== Reading passage ==
Of course, this begs the obvious question: Why overdraft the position (example: Eddie Lacy in the first round), when you can hit on a similarly-talented player in the fourth or fifth round?
The Packers follow that idea here, and take Stanford running back Stepfan Taylor.
While he isn't a straight-line burner (4.76 seconds in the 40-yard dash), Taylor is as well-rounded as any back in the class, with an ability to win inside the tackles, pass protect and catch the football. On film, he's much more explosive in short areas than his test times would suggest.
For the Packers, teaming Taylor with 2012 late bloomer DuJuan Harris would give the offense a very capable stable of backs.
Also, Taylor's prowess in pass protection and the passing game would give him a real chance to be a factor right away on third downs and in obvious passing situations. For a play-caller like Mike McCarthy, that's a big plus.
The fifth round might be too rich for a fullback-type, but Juszczyk isn't your typical player at the position.

== Dataset section ==
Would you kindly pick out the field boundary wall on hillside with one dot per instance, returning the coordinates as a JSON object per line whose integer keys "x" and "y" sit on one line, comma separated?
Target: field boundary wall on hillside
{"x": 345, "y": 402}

== What to work on ==
Pick up the Packers draft write-up right after its last sentence and keep it going.

== Output ==
Taking snaps as a fullback, H-back and slot receiver for Harvard, Juszczyk finished his career ranked sixth in school history in receptions, seventh in receiving yards and third in receiving touchdowns. His athletic skills were on display during the pre-draft process, as he ran the 40-yard dash in 4.72 seconds and posted a vertical leap of 37 inches at his pro day.
Also a capable lead blocker in the running game, Juszczyk improved every season taking on defenders inside.
The Packers still have veteran John Kuhn on the roster, but he'll turn 31 in September and is scheduled to be a free agent following the 2013 season. It's time to find his eventual replacement.
As a hybrid player, Juszczyk can be a matchup-winning option at a position that rarely features difference-makers. He's worth the pick in the fifth round.
Photo: Samford Crimson
While the Packers have first-round picks (Clay Matthews, Nick Perry) penciled in as starters at outside linebacker in 2013, depth at the position remains ridiculously thin.
At some point in the draft, Green Bay needs to add an edge-rusher—especially considering the injury histories for both Matthews (hamstring problems) and Perry (missed 10 games in 2012). Chances are good that the Packers will have to call on a backup pass-rusher for important snaps next season.
In simply adding depth, the Packers could do much worse than Illinois' Michael Buchanan.
While not the physical specimen 2012 first-round pick Whitney Mercilus was coming out of Illinois, Buchanan is a long athlete with experience standing up and rushing the passer. He's also well-versed in dropping into coverage and playing in space.
Hybrid defenders are becoming increasing more valuable in an ever-changing game. If Buchanan is on the board in the fifth round, Green Bay should pull the trigger.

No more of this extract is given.